Provided passage:

Final
- Champions: Hubert Hurkacz John Isner
- Runners-up: Wesley Koolhof Neal Skupski
- Score: 7–6^{(7–5)}, 6–4

Events
| Singles | men | women |
| Doubles | men | women |
- ← 2021 · Miami Open · 2023 →

= 2022 Miami Open – Men's doubles =

Hubert Hurkacz and John Isner defeated Wesley Koolhof and Neal Skupski in the final, 7–6^{(7–5)}, 6–4 to win the men's doubles title at the 2022 Miami Open. Isner completed the Sunshine Double, having won the title at Indian Wells alongside Jack Sock. He became the first player to achieve the Sunshine Double in men's doubles since Pierre-Hugues Herbert and Nicolas Mahut in 2016.

Nikola Mektić and Mate Pavić were the defending champions, but lost in the second round to Rohan Bopanna and Denis Shapovalov.

Exercises:
**a)** Return the part of the 2022 Miami Open men's doubles text from "Hubert Hurkacz and" up to and including "Mahut in 2016.", copied word for word.
**b)** Carry the 2022 Miami Open men's doubles text forward from its final sentence.

Extracted data:

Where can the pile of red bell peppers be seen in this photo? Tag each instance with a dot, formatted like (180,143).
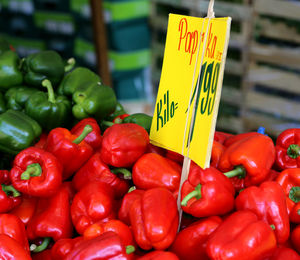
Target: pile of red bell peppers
(87,193)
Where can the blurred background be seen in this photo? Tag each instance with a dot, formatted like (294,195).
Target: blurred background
(261,85)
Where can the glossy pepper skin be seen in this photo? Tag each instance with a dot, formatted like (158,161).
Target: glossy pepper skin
(79,77)
(9,196)
(17,97)
(106,246)
(154,219)
(288,149)
(94,138)
(26,209)
(206,193)
(242,236)
(43,65)
(93,203)
(17,131)
(49,110)
(141,119)
(268,202)
(71,150)
(190,243)
(113,225)
(13,227)
(123,144)
(10,249)
(95,100)
(127,201)
(159,255)
(152,170)
(289,180)
(36,172)
(10,75)
(250,158)
(96,170)
(52,218)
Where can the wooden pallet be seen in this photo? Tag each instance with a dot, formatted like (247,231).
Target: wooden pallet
(272,98)
(235,66)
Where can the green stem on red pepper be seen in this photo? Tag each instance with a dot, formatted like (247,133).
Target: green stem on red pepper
(293,151)
(32,170)
(294,194)
(196,193)
(34,248)
(86,130)
(9,189)
(238,171)
(126,173)
(130,249)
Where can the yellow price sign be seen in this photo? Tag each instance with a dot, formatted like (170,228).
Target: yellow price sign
(190,86)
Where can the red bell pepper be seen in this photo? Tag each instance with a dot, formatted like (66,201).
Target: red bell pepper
(13,227)
(288,149)
(113,225)
(96,170)
(289,180)
(63,247)
(242,236)
(216,153)
(268,202)
(206,192)
(295,238)
(250,158)
(159,255)
(221,137)
(123,144)
(285,253)
(9,196)
(93,203)
(10,249)
(190,243)
(154,219)
(52,219)
(71,150)
(106,246)
(26,209)
(36,172)
(127,201)
(152,170)
(94,138)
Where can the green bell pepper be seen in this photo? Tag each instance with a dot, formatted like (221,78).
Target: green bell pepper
(17,131)
(43,65)
(10,74)
(17,97)
(94,100)
(141,119)
(48,110)
(78,77)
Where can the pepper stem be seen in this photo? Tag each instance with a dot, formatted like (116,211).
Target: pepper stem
(9,189)
(51,96)
(86,130)
(293,151)
(196,193)
(32,170)
(36,249)
(126,173)
(71,63)
(130,249)
(294,194)
(238,171)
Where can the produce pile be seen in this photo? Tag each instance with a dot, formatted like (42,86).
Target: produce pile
(81,180)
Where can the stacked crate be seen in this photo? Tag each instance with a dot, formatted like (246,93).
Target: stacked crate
(273,93)
(237,57)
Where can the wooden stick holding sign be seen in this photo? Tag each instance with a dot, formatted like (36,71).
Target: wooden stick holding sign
(190,54)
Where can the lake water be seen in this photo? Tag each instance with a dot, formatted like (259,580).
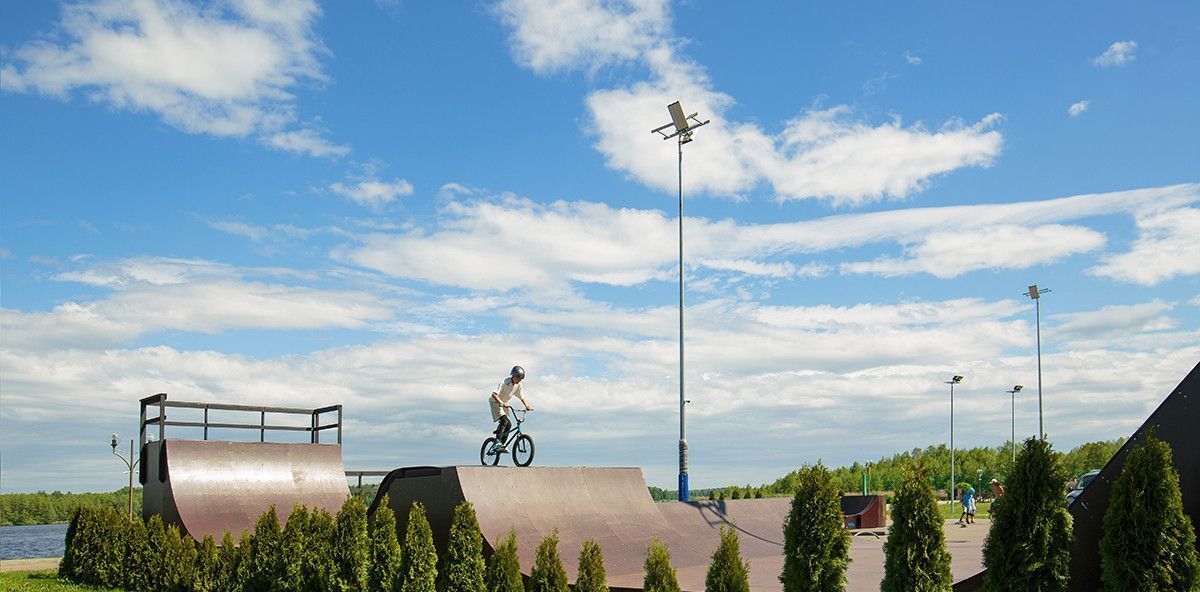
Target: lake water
(31,542)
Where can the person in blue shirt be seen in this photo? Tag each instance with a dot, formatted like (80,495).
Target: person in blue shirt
(967,507)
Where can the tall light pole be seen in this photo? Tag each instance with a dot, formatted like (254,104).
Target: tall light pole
(1036,294)
(952,382)
(684,126)
(129,462)
(1013,396)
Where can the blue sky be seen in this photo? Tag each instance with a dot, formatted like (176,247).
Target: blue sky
(388,204)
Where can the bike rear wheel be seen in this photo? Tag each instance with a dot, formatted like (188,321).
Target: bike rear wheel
(487,454)
(522,450)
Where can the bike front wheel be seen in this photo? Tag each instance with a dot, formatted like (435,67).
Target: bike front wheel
(522,450)
(487,454)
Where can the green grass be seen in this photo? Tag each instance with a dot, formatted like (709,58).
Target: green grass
(40,581)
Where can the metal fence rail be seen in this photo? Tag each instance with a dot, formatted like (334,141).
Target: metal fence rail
(161,404)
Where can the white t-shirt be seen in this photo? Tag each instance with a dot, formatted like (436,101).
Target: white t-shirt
(507,390)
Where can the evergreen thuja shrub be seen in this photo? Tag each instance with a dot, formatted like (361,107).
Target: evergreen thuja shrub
(227,564)
(267,564)
(319,567)
(419,567)
(137,556)
(352,548)
(208,566)
(660,576)
(463,563)
(816,548)
(1149,542)
(1030,542)
(385,558)
(591,576)
(916,555)
(504,568)
(294,546)
(547,573)
(726,570)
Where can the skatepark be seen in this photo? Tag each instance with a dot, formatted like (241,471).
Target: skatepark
(208,486)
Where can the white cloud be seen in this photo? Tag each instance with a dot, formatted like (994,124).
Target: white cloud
(951,253)
(373,192)
(510,243)
(155,294)
(307,142)
(822,153)
(1168,245)
(1117,54)
(223,72)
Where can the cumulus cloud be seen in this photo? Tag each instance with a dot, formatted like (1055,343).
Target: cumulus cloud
(223,72)
(1168,245)
(1117,54)
(373,192)
(510,243)
(823,153)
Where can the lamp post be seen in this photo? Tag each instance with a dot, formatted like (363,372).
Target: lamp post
(1036,294)
(684,127)
(129,462)
(1013,402)
(952,382)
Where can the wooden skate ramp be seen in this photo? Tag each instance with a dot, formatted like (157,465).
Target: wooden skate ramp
(611,506)
(208,486)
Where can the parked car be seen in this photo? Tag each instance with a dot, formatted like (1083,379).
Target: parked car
(1083,483)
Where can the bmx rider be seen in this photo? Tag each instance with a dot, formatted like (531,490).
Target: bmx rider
(499,401)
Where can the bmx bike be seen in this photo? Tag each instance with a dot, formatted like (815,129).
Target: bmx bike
(520,443)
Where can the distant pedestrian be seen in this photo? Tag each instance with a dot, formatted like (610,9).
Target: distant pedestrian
(967,515)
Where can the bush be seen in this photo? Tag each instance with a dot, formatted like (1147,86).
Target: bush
(227,560)
(267,569)
(384,573)
(916,556)
(727,572)
(293,548)
(660,576)
(1030,540)
(463,567)
(504,569)
(591,576)
(352,548)
(420,564)
(208,567)
(816,548)
(137,556)
(547,574)
(1149,542)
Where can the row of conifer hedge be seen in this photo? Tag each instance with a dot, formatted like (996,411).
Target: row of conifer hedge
(1149,544)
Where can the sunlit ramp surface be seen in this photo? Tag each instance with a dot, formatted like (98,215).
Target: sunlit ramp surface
(208,486)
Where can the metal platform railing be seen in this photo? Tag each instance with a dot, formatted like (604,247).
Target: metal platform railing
(161,404)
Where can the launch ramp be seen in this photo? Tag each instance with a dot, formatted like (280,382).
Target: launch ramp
(611,506)
(208,486)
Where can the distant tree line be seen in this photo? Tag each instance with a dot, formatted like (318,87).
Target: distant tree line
(42,508)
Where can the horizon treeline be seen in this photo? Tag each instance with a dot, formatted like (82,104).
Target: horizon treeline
(976,466)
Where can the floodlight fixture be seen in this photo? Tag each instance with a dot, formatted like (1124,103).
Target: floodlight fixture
(1035,293)
(684,127)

Exercise answers:
**a)**
Hubert Hurkacz and John Isner defeated Wesley Koolhof and Neal Skupski in the final, 7–6^{(7–5)}, 6–4 to win the men's doubles title at the 2022 Miami Open. Isner completed the Sunshine Double, having won the title at Indian Wells alongside Jack Sock. He became the first player to achieve the Sunshine Double in men's doubles since Pierre-Hugues Herbert and Nicolas Mahut in 2016.

**b)**
Pavić and Joe Salisbury were in contention for the ATP No. 1 doubles ranking. Salisbury became the new world No. 1, after Pavić lost in the second round.

==Seeds==

1. CRO Nikola Mektić / CRO Mate Pavić (second round)
2. USA Rajeev Ram / GBR Joe Salisbury (quarterfinals)
3. ESP Marcel Granollers / ARG Horacio Zeballos (quarterfinals)
4. AUS John Peers / SVK Filip Polášek (first round)
5. COL Juan Sebastián Cabal / COL Robert Farah (first round)
6. NED Wesley Koolhof / GBR Neal Skupski (final)
7. GBR Jamie Murray / BRA Bruno Soares (first round)
8. FRA Nicolas Mahut / FRA Fabrice Martin (first round)

==Seeded teams==
The following are the seeded teams, based on ATP rankings as of March 21, 2022.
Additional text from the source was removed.